[STUDY TEXT — start]

From One End

 

Aside from having more activities in my life than there are hours to accommodate my favorites, I certainly have diversity. Yesterday I was immersed up to my elbows so to speak in elk – one of the hoofed mammals closely related to us – humans. They are herbivorous only but birth young before fully developed which requires producing milk as all female mammals do.

Today I observed the dissection of 4 year old Chinook salmon by a biologist who related each body part to the counterpart in humans. She demonstrated on a female and a male to illustrate to school kids valuable sex education which kids in local schools need, mostly because the facts have to be reviewed and reiterated before the reality sinks in. Oh there were lots of giggles but mostly by the boys when they saw the size of the sperms sacks. The ovaries were so indistinct but the thousands of eggs were taken from the female before the ovaries were extracted.

Fish are the most primitive of vertebrates, the first animals and they developed in the water. I was privileged to have the gills for McNary Ed Center. I have them preserved in alcohol and they will be on display for the public. I thought the gills would be especially educational because frogs and other amphibians lay eggs that hatch in water and absorb oxygen while they grow lungs. Then they have to escape to be land animals forever after. That is until they mate and the females lay eggs on water plants and the cycle goes on and on, as long as there is survival. Sadly, in McNary pond, bull frogs, non natives, have wiped out the Western Spotted Frog. I haven’t figured out how to catch bullfrogs. I have it on good authority the legs are very tasty.

[STUDY TEXT — finish]
[ENTRIES SUPPLIED — start]

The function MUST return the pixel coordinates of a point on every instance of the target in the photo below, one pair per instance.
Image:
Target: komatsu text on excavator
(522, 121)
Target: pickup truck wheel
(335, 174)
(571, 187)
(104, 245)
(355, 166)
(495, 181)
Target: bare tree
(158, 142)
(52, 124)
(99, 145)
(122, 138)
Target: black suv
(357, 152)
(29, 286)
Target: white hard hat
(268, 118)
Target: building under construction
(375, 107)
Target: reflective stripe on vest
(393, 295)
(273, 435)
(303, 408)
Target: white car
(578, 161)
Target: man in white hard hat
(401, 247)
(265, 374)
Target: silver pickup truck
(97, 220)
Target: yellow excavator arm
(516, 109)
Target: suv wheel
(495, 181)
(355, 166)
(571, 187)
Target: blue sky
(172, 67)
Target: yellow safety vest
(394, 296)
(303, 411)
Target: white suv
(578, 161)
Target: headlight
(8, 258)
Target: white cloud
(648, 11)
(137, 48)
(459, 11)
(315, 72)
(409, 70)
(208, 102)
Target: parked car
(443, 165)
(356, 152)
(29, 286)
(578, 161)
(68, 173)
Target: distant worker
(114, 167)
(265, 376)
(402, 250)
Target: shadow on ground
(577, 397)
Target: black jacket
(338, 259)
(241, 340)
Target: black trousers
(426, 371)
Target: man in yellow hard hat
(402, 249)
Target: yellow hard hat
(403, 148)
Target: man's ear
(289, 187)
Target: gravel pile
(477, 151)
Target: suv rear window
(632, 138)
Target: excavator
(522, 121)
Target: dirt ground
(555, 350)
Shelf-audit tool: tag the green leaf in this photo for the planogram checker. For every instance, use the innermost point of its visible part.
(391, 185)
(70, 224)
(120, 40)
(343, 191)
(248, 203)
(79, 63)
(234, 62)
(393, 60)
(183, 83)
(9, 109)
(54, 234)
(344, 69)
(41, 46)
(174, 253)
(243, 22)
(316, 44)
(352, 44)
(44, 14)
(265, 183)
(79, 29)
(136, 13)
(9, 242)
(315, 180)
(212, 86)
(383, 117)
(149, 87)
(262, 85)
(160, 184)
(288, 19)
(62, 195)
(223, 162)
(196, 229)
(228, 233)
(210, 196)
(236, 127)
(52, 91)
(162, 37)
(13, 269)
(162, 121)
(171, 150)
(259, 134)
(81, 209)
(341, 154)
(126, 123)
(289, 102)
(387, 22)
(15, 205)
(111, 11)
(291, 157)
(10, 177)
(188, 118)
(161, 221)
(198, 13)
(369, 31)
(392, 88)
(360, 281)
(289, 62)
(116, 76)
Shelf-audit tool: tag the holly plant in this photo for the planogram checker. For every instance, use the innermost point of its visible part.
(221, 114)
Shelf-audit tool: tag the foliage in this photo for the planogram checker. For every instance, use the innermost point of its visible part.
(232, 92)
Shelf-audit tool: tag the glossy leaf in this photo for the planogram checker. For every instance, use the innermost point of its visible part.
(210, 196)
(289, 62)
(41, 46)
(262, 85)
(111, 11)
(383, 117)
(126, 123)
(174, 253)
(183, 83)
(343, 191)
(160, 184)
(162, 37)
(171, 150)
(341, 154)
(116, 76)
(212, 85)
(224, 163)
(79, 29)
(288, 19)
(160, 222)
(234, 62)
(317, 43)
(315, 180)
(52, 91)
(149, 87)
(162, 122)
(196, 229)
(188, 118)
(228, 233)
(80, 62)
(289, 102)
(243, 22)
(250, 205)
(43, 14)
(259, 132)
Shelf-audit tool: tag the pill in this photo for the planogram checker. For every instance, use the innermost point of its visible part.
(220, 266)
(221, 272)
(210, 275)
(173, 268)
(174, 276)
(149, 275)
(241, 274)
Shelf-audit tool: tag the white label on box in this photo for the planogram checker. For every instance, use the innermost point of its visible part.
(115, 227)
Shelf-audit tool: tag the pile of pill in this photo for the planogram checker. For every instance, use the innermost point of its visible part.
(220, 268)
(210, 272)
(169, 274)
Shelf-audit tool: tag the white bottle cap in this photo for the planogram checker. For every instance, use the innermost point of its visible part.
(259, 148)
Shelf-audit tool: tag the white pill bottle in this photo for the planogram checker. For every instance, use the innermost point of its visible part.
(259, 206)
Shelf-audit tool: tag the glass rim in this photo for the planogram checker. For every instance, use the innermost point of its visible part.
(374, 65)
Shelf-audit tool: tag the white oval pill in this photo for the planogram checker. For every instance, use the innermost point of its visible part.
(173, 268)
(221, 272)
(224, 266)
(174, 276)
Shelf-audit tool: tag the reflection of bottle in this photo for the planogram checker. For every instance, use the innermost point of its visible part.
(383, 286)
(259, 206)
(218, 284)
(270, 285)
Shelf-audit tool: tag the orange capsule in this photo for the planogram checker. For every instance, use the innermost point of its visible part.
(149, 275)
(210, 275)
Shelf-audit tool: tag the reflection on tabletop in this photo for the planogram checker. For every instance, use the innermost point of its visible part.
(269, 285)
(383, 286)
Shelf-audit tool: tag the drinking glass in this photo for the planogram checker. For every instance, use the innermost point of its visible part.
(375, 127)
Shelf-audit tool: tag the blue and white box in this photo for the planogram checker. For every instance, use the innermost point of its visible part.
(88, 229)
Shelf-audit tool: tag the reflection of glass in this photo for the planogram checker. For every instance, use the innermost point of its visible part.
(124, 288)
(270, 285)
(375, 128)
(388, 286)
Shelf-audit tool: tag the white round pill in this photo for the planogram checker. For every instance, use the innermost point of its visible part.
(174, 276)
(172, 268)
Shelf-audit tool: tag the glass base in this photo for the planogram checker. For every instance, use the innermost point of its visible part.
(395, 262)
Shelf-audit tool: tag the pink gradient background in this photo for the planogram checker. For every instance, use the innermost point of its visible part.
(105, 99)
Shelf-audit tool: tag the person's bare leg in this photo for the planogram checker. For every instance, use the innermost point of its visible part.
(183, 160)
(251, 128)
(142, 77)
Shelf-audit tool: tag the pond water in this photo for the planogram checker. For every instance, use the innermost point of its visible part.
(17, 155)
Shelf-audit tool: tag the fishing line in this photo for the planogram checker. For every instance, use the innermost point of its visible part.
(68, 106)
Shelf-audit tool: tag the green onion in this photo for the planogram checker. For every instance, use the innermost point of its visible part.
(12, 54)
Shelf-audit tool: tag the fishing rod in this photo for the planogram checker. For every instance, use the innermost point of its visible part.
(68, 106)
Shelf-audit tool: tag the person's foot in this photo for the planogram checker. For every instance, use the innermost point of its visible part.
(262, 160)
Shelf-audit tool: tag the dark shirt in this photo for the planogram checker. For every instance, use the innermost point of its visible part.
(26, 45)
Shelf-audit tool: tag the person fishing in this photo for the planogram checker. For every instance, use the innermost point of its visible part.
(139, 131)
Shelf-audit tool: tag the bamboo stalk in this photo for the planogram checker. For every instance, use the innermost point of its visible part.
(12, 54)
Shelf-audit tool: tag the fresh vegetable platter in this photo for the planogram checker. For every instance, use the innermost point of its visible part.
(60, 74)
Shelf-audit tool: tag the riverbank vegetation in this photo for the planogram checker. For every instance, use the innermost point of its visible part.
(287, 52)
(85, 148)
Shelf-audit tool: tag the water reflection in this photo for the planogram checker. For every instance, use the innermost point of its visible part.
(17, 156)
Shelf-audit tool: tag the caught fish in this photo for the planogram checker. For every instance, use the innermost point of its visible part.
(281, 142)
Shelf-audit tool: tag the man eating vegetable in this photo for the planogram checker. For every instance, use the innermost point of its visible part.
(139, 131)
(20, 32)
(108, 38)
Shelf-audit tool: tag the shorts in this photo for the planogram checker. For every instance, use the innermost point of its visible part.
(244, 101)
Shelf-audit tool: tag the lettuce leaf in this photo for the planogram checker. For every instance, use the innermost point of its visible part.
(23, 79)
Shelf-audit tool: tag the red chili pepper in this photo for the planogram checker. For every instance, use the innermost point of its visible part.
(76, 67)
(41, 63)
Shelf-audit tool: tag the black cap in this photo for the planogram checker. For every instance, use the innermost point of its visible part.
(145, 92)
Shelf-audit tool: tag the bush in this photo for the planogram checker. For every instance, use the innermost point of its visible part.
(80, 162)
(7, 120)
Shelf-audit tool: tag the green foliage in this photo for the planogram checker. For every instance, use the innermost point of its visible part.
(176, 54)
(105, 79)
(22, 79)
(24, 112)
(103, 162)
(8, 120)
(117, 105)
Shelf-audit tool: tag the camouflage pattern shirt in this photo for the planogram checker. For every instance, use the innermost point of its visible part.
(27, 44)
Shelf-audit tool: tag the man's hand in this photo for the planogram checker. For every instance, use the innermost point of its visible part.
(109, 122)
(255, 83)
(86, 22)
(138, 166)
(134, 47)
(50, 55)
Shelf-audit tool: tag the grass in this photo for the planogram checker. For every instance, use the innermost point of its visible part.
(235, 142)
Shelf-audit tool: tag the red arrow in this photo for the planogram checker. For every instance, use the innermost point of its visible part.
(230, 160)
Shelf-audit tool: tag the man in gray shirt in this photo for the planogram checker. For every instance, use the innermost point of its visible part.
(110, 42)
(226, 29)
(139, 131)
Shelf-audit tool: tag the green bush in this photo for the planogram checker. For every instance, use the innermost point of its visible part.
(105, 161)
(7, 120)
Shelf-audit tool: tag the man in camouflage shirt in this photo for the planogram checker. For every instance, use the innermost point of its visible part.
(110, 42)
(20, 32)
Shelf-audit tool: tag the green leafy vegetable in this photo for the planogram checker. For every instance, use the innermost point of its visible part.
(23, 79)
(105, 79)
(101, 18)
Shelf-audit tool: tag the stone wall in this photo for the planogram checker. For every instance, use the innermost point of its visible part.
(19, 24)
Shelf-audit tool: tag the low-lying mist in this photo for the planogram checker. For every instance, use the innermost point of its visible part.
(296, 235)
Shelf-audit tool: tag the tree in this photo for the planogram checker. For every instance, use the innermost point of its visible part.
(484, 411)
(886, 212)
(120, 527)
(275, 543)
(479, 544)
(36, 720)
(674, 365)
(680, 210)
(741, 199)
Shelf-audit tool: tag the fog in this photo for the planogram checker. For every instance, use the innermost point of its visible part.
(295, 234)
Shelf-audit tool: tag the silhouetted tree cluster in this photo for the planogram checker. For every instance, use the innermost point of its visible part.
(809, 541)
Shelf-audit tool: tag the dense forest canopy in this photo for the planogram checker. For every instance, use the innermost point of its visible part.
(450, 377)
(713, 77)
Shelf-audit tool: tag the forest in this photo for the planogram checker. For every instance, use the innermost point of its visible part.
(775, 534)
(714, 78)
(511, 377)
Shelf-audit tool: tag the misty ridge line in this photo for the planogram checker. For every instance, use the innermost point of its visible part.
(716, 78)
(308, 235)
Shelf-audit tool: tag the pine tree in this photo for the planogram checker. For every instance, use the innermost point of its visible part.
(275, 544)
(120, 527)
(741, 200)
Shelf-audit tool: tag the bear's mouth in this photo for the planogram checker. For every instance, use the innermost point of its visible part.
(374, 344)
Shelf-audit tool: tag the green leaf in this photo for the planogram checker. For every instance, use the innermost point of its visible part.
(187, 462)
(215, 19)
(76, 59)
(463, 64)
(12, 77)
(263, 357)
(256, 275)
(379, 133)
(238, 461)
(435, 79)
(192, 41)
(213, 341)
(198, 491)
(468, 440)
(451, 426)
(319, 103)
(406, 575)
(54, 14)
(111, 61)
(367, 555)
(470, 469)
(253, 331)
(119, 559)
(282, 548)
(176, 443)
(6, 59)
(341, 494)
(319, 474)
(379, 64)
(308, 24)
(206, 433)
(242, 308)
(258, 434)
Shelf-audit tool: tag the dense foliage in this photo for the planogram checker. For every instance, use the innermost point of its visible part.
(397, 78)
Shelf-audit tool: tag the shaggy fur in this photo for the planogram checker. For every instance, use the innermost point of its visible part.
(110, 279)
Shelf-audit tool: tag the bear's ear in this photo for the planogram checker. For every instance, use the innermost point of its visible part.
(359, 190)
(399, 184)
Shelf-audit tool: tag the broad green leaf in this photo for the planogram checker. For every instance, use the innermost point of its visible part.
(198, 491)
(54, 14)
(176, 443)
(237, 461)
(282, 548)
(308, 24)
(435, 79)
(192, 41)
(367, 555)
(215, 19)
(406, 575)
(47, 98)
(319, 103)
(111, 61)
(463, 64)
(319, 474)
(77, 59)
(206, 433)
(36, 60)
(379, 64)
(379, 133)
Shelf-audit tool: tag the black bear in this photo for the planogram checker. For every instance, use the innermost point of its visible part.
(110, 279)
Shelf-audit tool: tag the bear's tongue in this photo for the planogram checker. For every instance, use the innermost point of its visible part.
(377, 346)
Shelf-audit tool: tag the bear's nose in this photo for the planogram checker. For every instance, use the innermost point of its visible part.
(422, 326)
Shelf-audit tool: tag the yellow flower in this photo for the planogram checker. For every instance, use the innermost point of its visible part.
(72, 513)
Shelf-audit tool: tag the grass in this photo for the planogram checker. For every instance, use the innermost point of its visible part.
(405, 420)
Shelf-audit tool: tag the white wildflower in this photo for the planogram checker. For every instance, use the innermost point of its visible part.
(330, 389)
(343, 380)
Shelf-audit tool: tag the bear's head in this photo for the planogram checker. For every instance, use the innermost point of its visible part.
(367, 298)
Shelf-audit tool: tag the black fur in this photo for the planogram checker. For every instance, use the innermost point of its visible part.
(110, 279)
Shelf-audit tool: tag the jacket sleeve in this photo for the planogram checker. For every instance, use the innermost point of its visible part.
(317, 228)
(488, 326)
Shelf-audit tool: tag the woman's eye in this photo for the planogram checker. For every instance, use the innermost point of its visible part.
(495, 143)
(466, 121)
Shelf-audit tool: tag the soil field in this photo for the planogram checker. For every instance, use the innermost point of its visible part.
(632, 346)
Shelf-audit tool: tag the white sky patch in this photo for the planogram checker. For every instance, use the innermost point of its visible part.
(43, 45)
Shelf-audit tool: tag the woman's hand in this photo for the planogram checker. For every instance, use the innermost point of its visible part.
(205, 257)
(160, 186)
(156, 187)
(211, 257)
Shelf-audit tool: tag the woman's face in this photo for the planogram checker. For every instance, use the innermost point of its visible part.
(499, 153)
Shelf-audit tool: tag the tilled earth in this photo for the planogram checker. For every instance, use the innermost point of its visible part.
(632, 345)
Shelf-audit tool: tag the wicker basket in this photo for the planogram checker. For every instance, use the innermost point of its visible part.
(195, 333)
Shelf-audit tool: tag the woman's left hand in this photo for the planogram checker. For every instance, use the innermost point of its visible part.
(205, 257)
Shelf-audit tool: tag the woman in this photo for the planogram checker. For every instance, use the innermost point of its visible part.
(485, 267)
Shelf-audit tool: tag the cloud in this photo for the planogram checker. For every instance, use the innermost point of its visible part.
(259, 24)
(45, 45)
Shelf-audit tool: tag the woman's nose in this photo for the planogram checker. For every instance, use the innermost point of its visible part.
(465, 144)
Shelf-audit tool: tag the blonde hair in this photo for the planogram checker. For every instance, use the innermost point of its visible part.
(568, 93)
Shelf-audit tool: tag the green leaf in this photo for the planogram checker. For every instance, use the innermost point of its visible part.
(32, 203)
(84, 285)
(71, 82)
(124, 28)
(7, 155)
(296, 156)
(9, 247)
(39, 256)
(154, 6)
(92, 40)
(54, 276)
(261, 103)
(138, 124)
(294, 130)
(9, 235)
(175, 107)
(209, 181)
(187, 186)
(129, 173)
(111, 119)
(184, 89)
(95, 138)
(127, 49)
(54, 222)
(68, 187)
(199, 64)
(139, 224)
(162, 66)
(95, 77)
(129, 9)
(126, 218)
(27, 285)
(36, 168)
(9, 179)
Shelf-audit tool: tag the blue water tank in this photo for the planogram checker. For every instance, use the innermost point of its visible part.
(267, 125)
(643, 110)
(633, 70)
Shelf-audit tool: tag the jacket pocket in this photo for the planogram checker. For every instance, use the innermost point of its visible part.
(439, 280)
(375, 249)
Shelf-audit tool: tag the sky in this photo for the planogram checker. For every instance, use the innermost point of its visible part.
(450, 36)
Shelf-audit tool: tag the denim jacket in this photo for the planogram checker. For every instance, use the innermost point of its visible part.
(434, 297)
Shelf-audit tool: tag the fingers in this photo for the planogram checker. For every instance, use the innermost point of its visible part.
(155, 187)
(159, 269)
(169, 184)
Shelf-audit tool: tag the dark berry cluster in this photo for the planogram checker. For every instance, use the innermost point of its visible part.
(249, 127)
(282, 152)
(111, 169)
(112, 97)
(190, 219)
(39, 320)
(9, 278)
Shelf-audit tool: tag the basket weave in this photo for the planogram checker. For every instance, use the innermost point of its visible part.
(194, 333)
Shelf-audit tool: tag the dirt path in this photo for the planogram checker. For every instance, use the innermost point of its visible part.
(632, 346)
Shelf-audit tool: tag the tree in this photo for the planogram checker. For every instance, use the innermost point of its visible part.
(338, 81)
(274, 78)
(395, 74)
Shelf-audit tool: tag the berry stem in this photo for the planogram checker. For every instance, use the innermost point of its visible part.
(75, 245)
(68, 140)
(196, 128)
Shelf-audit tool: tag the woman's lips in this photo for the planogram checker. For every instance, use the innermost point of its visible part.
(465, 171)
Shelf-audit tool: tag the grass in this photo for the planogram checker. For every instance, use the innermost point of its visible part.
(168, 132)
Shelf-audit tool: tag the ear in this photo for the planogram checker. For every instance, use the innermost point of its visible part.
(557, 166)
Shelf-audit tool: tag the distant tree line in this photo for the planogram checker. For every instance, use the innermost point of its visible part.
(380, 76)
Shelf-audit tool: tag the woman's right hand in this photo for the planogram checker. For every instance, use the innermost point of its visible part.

[ENTRIES SUPPLIED — finish]

### COMPLETE THE FOLLOWING
1. In the entry about elk and salmon, which frog did the non-native bullfrogs wipe out in McNary pond?
2. Retype the part of the entry about elk and salmon that opens with the words containing "Aside from having" and closes with "female mammals do.".
3. Say whether each statement agrees with the entry about elk and salmon, answering yes or no and quoting the words that decide it: (a) The Chinook salmon that were dissected were 4 years old. (b) The gills are preserved in formaldehyde. (c) The writer has worked out how to catch bullfrogs.

### SOLUTIONS PER TASK
1. The Western Spotted Frog.

2.
Aside from having more activities in my life than there are hours to accommodate my favorites, I certainly have diversity. Yesterday I was immersed up to my elbows so to speak in elk – one of the hoofed mammals closely related to us – humans. They are herbivorous only but birth young before fully developed which requires producing milk as all female mammals do.

3.
(a) Yes: "the dissection of 4 year old Chinook salmon"
(b) No: "I have them preserved in alcohol"
(c) No: "I haven’t figured out how to catch bullfrogs."